_Texte fourni_:
Le glutamate est le principal neurotransmetteur excitateur dans le cerveau, étant le transmetteur utilisé par près de 8 synapses sur 10. Le glutamate est aussi très toxique pour les neurones s’il est présent en trop fortes concentrations, ce qui implique des systèmes sophistiqués pour bien contrôler la sensibilité des neurones à ce transmetteur. Pour ses effets excitateurs, le glutamate agit sur des récepteurs-canaux à action très rapide, mais il agit aussi sur des récepteurs modulateurs couplés à des voies de transduction intracellulaire via les protéines G. Ces derniers, appelés récepteurs métabotropiques du glutamate, ou mGluRs, jouent des rôles importants dans le contrôle de nombreuses synapses, et sont là pour leur permettre de s’adapter au glutamate présent dans l’espace extracellulaire.
Il existe 19 récepteurs mGlu, 8 constitués de 2 sous-unités identiques, et 11 constitués de deux sous-unités différentes. Bien qu’étudiés depuis plus de 30 ans, et identifiés comme des cibles potentielles de nouveaux médicaments, les mécanismes qui contrôlent leur présence à la surface des neurones restent peu connus. Pourtant, connaître la dynamique de ces récepteurs, leur internalisation, et leur recyclage, est essentiel pour estimer les effets de composés qui ciblent ces récepteurs dans le cerveau.

_Liste des fiches_:

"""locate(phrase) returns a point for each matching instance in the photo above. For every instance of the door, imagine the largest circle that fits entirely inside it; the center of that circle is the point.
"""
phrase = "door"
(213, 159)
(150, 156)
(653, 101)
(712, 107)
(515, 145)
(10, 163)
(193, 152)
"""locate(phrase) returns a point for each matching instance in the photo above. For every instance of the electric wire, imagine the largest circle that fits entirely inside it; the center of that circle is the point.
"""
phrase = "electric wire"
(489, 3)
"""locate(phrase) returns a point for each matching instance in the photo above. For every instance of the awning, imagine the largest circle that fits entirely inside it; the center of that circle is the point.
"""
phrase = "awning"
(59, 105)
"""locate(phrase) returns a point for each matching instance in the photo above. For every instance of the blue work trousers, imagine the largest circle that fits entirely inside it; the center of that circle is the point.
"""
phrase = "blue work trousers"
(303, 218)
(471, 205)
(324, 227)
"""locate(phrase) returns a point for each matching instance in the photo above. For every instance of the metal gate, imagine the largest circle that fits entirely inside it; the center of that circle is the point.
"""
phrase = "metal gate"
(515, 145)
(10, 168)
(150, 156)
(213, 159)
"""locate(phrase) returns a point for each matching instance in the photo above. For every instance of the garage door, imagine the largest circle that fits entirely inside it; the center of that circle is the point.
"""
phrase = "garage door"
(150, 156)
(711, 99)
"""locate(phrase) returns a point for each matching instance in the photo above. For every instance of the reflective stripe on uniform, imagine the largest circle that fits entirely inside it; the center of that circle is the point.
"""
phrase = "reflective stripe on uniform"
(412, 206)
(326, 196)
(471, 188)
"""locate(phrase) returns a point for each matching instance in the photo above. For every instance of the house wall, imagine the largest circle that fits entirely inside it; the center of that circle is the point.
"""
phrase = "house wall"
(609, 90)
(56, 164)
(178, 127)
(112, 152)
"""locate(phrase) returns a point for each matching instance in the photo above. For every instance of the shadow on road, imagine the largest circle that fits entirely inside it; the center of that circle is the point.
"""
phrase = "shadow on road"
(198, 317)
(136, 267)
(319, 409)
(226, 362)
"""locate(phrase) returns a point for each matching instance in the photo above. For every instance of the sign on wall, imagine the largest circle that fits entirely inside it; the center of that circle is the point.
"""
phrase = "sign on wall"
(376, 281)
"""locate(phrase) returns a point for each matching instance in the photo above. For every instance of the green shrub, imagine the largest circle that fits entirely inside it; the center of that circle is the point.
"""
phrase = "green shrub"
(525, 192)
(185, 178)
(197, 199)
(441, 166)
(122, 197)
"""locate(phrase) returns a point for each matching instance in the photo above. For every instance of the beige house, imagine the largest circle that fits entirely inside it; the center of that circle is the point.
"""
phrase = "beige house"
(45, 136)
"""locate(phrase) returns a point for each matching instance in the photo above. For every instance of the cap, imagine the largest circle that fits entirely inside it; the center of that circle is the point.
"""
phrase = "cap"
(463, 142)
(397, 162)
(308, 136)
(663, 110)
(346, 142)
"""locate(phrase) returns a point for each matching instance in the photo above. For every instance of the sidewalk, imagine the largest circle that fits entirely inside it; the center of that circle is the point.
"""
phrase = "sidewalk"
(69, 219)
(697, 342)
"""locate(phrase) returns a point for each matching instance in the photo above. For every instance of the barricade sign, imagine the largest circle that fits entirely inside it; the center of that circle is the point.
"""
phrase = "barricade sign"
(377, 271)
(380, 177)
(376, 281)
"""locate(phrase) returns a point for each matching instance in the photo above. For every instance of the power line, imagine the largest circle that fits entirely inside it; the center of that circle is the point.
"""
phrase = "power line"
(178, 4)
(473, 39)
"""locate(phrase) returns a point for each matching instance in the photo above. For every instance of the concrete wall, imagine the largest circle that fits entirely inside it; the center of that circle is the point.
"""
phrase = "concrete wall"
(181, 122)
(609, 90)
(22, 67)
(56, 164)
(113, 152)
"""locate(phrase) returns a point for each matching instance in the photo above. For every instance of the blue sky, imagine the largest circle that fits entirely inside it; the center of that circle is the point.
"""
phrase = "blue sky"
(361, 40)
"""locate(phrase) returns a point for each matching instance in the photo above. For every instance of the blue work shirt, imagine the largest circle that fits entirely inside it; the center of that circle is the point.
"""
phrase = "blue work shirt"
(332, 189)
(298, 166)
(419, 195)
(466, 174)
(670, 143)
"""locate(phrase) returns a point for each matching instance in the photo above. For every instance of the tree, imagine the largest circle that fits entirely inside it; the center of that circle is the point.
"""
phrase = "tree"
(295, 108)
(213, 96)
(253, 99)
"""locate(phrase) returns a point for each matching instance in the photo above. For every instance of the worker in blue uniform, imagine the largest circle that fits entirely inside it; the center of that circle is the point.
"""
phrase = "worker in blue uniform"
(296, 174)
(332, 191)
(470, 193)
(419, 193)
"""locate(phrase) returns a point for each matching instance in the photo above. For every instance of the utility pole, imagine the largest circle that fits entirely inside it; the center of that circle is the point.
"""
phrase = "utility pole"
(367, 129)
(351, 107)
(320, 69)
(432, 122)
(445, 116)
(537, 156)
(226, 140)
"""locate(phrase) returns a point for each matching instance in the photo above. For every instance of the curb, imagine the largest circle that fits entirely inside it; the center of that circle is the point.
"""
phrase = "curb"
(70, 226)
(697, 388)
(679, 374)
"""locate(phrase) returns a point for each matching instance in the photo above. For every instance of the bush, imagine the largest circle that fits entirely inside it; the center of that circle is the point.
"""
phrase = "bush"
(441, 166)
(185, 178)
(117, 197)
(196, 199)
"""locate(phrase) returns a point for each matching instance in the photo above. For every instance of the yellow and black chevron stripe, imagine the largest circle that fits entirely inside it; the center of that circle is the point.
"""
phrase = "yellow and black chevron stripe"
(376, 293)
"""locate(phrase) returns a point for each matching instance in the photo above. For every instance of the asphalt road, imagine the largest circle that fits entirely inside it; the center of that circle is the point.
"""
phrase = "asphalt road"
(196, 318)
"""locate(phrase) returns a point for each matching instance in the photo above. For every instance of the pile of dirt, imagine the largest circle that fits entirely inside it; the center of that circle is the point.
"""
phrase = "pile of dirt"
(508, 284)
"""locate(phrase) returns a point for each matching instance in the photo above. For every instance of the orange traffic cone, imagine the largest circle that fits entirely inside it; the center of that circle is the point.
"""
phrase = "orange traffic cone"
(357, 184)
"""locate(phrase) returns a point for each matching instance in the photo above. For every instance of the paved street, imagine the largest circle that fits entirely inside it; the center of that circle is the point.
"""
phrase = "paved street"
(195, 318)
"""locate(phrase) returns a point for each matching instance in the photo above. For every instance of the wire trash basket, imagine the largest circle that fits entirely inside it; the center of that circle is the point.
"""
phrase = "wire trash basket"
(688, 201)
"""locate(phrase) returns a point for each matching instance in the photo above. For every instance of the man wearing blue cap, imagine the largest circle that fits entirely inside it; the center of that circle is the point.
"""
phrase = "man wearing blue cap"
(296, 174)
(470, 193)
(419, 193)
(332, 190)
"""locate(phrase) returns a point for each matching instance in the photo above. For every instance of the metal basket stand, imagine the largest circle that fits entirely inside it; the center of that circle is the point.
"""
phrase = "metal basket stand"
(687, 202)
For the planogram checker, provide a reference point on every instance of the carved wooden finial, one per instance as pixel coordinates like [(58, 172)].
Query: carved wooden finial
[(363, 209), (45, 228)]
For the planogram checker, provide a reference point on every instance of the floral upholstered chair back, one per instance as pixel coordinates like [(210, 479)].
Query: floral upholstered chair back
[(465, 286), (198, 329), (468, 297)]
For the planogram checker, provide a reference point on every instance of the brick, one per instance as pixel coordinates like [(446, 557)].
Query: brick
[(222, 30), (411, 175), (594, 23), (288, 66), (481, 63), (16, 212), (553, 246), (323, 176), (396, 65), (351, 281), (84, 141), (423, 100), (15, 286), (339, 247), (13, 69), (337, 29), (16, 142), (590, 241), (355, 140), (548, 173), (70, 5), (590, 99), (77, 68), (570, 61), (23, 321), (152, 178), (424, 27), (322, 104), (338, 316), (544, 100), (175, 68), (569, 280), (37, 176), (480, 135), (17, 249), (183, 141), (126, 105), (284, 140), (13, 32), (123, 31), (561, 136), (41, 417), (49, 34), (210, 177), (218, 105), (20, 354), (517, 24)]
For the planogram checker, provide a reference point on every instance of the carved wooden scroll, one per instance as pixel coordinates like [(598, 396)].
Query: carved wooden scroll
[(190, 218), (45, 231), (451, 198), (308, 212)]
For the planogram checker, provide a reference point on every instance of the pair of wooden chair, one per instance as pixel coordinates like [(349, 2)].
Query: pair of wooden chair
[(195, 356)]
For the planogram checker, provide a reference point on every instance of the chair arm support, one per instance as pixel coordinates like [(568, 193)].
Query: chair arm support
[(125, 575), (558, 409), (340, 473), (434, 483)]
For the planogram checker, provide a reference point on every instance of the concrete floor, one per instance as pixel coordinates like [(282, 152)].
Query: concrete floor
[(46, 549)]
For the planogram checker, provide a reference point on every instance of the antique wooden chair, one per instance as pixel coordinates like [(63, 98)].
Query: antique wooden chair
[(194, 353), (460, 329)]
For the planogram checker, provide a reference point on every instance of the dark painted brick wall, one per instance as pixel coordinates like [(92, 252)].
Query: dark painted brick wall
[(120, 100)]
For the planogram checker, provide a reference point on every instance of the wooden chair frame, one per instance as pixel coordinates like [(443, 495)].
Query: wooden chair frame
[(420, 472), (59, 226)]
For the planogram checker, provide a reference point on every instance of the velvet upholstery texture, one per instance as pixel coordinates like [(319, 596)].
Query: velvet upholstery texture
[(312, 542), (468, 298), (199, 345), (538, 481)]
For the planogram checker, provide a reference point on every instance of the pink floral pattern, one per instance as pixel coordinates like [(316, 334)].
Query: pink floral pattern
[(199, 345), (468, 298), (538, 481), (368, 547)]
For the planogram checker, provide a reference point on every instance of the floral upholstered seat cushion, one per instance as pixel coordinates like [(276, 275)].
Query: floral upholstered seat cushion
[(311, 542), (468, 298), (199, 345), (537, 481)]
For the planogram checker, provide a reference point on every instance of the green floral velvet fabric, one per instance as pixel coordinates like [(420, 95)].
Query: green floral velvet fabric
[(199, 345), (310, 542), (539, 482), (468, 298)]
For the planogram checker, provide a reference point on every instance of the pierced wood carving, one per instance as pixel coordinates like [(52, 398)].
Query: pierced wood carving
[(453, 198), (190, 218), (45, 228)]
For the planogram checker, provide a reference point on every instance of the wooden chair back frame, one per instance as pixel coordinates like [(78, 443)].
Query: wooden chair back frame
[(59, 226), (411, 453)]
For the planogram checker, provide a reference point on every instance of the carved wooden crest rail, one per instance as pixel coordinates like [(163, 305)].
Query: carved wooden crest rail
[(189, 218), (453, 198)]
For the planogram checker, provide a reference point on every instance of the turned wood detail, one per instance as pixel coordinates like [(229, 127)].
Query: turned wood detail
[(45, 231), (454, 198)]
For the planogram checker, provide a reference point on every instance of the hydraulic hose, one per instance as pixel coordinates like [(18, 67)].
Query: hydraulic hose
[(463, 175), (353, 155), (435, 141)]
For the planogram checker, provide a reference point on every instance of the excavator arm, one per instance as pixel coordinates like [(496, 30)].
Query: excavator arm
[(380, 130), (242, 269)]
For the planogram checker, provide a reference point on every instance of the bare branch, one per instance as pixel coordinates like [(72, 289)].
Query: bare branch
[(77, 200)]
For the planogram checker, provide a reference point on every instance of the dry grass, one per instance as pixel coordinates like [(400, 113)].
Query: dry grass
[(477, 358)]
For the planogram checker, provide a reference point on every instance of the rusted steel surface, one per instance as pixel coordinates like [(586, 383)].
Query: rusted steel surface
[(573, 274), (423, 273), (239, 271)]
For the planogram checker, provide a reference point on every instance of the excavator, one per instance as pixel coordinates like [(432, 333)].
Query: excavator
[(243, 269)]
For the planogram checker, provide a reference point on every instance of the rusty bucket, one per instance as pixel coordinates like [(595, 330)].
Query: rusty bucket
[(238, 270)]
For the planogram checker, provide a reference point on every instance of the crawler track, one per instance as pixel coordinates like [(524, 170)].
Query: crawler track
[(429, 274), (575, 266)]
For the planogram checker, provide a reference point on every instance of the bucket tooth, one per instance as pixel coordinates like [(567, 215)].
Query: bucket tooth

_Exercices à faire_:
**A)** Recopiez mot pour mot le passage du texte sur le glutamate qui va de « Il existe 19 » jusqu'à « dans le cerveau. » inclus.
**B)** Écrivez la suite du texte sur le glutamate, en reprenant juste après sa dernière phrase.
Les fiches ne jouent aucun rôle dans ce travail.

_Réponses successives_:
**A)**
Il existe 19 récepteurs mGlu, 8 constitués de 2 sous-unités identiques, et 11 constitués de deux sous-unités différentes. Bien qu’étudiés depuis plus de 30 ans, et identifiés comme des cibles potentielles de nouveaux médicaments, les mécanismes qui contrôlent leur présence à la surface des neurones restent peu connus. Pourtant, connaître la dynamique de ces récepteurs, leur internalisation, et leur recyclage, est essentiel pour estimer les effets de composés qui ciblent ces récepteurs dans le cerveau.

**B)**
Marta Cimadevila, sous la direction conjointe de Jean-Philippe Pin et Laurent Prézeau, dans l’équipe « Neurorécepteurs, dynamique et fonction » dirigée par Philippe Rondard, a étudié l’internalisation et le recyclage de pratiquement tous les récepteurs mGlu. Son étude a utilisé une technologie innovante développée par la société Revvity/Cisbio, qui permet de suivre en direct l’internalisation des récepteurs de surface. Utilisée dans des cellules contrôles ou délétée de partenaires connus pour contrôler l’internalisation des récepteurs couplés aux protéines G, Marta a fait des observations surprenantes. Tout d’abord, elle a observé que tous les mGluRs s’internalisaient de façon constitutive et, contrairement à ce qui est observé avec les autres récepteurs couplés aux protéines G, ce processus nécessite une β-arrestine. Elle montre également, que seuls 5 mGluRs sur les 19 (1-1, 5-5, (et donc probablement 1-5), 3-3, ainsi que 2-3) voient leur internalisation largement augmenter par un agoniste, un mécanisme totalement indépendant des β-arrestines!
Plus de travail reste à faire pour comprendre les mécanismes impliqués et régulant ces processus, mais déjà on peut conclure que les mGluRs sont bien différents des autres GPCRs!
Ce travail vient d’être publié dans la revue Cell Reports.

En haut, schéma du principe de la mesure de l’internalisation des récepteurs utilisée dans l’étude. Le fluorophore Tb étant quenché dans le milieu extracellulaire par un excès d’accepteur (fluorescéine), il ne fluoresce que lorsqu’il entre dans la cellule. En bas, résumé des récepteurs qui montrent une internalisation constitutive, et induite par un agoniste, et le rôle des GRK et des β-arrestines.